Las raíces de su linaje nobiliario hay que buscarlas en el siglo XV y en la villa gallega de Monterrey, en las cercanías de Verín y actualmente perteneciente a la provincia de Orense. Su fundador, Juan de Zúñiga, obtuvo del rey Enrique IV el título de vizconde, que a partir de 1474 pasó a serlo de conde con su hijo. Este último hecho explica la confusión existente a la hora de atribuir la numeración del condado, como ocurre con el personaje que nos ocupa, a veces nombrado como VII conde, que, además, es como reza en la inscripción situada en la puerta principal de la iglesia. En todo caso, estamos ante una familia que tuvo  importantes relaciones con los diferentes monarcas castellanos y, desde principios del siglo XVI, españoles. Tales servicios tuvieron en Gaspar de Zúñiga y Acevedo, quinto conde y padre de Manuel de Zúñiga y Fonseca, como el momento de mayor esplendor, hasta el punto que llegó a ser nombrado virrey de Nueva España, a finales del XVI, y de Perú, a principios del siguiente.

━━━━━━

## Tareas del ejercicio:
a) Según el fragmento del documento, ¿de qué rey obtuvo Juan de Zúñiga el título de vizconde?
b) Enumera todas las personas que el fragmento del documento menciona por su nombre.

## Lista de datos:
━━━━━━

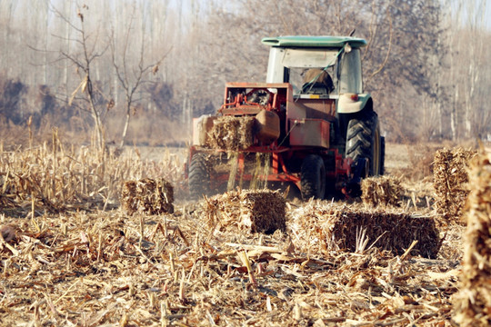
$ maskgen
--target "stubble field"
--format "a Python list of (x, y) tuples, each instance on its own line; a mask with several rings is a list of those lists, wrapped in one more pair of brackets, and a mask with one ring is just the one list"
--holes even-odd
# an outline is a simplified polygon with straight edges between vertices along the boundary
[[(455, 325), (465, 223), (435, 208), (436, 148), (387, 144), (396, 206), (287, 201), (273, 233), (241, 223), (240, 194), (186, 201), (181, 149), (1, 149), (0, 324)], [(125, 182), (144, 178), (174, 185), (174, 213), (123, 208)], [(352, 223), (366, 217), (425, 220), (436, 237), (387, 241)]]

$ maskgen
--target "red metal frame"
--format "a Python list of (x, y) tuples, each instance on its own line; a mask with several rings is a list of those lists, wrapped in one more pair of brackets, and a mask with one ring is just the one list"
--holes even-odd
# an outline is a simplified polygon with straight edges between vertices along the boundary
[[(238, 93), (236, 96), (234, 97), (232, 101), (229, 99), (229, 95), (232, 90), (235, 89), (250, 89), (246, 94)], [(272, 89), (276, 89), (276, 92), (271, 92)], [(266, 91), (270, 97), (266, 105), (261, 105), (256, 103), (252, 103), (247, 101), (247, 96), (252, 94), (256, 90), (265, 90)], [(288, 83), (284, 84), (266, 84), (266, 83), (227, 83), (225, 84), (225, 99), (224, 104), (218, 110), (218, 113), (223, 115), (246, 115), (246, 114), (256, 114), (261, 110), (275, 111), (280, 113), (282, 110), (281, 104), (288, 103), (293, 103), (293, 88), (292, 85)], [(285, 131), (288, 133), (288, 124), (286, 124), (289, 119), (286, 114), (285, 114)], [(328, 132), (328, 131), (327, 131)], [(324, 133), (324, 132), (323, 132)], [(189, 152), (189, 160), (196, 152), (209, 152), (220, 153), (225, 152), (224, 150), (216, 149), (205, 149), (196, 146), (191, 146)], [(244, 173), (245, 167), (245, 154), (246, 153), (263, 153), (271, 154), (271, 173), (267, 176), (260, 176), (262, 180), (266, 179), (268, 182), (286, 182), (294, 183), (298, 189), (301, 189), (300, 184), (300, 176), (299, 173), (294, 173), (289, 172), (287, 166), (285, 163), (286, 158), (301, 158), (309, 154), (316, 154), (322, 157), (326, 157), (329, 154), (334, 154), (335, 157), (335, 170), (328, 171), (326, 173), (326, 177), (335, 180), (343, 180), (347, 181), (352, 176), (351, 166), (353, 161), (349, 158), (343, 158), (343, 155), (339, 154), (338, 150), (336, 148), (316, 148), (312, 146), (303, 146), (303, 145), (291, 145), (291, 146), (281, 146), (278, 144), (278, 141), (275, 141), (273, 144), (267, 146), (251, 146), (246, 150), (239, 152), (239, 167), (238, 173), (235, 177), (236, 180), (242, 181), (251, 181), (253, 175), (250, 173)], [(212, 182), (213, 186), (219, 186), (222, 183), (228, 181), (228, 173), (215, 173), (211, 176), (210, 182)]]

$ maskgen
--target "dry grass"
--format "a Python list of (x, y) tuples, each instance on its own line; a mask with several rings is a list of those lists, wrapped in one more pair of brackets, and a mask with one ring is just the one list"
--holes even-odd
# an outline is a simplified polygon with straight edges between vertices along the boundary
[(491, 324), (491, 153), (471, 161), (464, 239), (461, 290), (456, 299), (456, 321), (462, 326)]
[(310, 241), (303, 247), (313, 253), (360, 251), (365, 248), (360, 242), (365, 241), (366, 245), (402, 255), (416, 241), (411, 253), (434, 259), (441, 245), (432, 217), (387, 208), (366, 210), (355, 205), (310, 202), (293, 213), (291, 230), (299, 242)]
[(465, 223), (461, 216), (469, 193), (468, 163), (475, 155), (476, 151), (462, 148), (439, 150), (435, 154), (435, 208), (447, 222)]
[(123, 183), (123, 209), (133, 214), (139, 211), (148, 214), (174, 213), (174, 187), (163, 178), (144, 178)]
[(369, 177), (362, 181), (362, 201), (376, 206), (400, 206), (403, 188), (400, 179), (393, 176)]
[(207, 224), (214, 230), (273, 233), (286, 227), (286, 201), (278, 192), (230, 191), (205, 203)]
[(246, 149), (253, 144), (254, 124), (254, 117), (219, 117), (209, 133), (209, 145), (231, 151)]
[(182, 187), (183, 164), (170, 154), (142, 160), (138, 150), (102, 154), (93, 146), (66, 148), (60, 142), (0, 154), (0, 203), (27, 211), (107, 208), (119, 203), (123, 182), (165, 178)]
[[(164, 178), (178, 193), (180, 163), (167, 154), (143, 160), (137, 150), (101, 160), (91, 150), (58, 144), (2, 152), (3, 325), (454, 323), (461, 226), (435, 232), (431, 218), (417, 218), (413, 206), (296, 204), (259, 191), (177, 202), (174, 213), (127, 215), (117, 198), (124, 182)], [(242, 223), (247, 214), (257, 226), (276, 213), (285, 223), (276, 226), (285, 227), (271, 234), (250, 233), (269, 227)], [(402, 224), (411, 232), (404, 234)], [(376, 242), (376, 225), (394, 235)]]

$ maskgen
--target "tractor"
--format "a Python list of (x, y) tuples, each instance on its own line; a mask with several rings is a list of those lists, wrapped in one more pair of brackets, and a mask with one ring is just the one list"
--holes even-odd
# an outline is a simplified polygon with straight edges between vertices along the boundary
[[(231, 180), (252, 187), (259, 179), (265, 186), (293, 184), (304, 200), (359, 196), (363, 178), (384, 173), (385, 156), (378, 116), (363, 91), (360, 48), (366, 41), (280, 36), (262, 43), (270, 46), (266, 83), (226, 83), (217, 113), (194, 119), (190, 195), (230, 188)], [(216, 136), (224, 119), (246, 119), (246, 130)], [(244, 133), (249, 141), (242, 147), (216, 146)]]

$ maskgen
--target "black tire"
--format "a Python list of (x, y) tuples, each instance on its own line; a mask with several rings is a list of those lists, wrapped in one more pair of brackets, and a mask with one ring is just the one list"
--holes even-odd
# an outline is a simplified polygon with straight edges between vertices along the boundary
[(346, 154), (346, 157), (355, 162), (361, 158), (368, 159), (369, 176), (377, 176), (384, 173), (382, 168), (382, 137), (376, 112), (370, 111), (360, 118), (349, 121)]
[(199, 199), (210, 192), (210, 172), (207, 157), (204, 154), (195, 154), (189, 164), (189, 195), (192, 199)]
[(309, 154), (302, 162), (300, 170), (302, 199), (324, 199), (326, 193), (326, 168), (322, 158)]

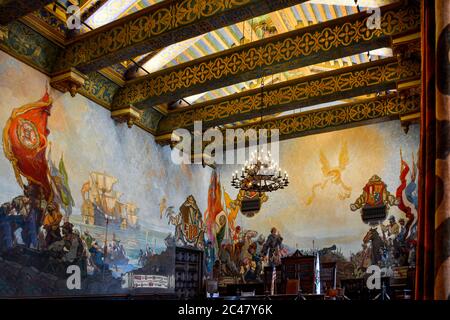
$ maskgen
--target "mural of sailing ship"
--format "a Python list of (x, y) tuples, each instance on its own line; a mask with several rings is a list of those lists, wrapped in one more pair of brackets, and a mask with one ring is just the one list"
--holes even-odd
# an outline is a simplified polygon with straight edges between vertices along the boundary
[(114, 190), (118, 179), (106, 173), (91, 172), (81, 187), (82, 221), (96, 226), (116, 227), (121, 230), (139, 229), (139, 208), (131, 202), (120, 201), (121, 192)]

━━━━━━

## Respuestas completas:
a) Juan de Zúñiga obtuvo el título de vizconde del rey Enrique IV.

b) Las personas mencionadas por su nombre son Juan de Zúñiga, Enrique IV, Gaspar de Zúñiga y Acevedo y Manuel de Zúñiga y Fonseca.